- _Provided passage_
[SERVER-61803] Multiple Primary node in Mongodb replicaset Created: 27/Nov/21  Updated: 05/Mar/22  Resolved: 03/Mar/22

Status: Closed
Project: Core Server
Component/s: None
Affects Version/s: 4.4.5
Fix Version/s: None

Type: Bug Priority: Major - P3
Reporter: sadegh raz Assignee: Edwin Zhou
Resolution: Done Votes: 0
Labels: mongodb, replica-set
Remaining Estimate: Not Specified
Time Spent: Not Specified
Original Estimate: Not Specified
Environment:

Ubuntu 18.04.4 LTS


Participants:

 Description   

Problem Statement/Rationale

Sometimes our Mongodb replicaset has multiple primary nodes! in this case mongo-b node is our real primary and mongo-c node is not responding and just have primary role in fake.

Number of nodes in replicaset: 4 (3 normal + 1 delay node without voting). network partition and access checked and there is no partion. we have had this problem several times since updating the cluster from version 4.2.5 to version 4.4.5. each time we fix the problem by cleaning datadir on fake node and restarting it.

- _Dataset_
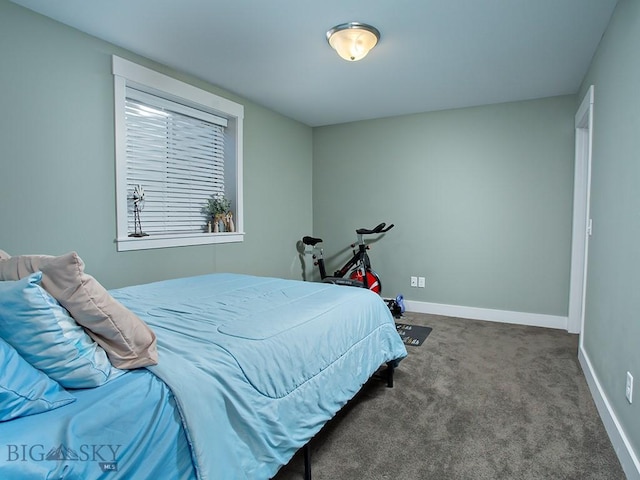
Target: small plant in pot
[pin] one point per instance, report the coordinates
(217, 209)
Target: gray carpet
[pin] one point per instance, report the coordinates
(478, 400)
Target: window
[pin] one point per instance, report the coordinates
(181, 146)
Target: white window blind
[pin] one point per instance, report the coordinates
(181, 144)
(177, 154)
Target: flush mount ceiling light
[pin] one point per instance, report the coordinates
(353, 40)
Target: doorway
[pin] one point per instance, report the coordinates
(582, 223)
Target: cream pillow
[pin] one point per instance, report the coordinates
(128, 341)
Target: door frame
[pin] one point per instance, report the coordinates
(582, 223)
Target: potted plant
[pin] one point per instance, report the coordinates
(217, 209)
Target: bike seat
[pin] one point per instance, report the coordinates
(378, 229)
(312, 241)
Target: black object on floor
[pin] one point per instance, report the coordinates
(413, 334)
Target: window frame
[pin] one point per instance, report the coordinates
(127, 73)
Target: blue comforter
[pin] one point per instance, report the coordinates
(259, 365)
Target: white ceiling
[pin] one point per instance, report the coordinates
(433, 54)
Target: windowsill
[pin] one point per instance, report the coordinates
(165, 241)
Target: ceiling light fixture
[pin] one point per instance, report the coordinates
(353, 40)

- _Required action 1_
According to the MongoDB replica set bug report, how many nodes are in the replica set?
- _Required action 2_
Edit the MongoDB replica set bug report from "Sometimes our Mongodb" up to and including "and restarting it.", replacing "datadir" with "data directory".
- _Required action 3_
Pick up the MongoDB replica set bug report after its last sentence and continue it.

- _Expected output 1_
Four: three normal nodes and one delay node without voting.

- _Expected output 2_
Sometimes our Mongodb replicaset has multiple primary nodes! in this case mongo-b node is our real primary and mongo-c node is not responding and just have primary role in fake.

Number of nodes in replicaset: 4 (3 normal + 1 delay node without voting). network partition and access checked and there is no partion. we have had this problem several times since updating the cluster from version 4.2.5 to version 4.4.5. each time we fix the problem by cleaning data directory on fake node and restarting it.

- _Expected output 3_
Steps to Reproduce

it happens time to time. it doesn't have simple approach to Reproduce

Expected Results

cluster should have only one primary or produce better log about issue.

Actual Results

//                     {                                                                                                                [1881/1930]
                    "_id" : 5,                                       
                    "name" : "mongo-c:27017",                     
                    "health" : 1,
                    "state" : 1,
                    "stateStr" : "PRIMARY",
                    "uptime" : 3435,
                    "optime" : {
                            "ts" : Timestamp(1637525581, 2),
                            "t" : NumberLong(87)
                    },
                    "optimeDurable" : {
                            "ts" : Timestamp(1637525443, 1),
                            "t" : NumberLong(87)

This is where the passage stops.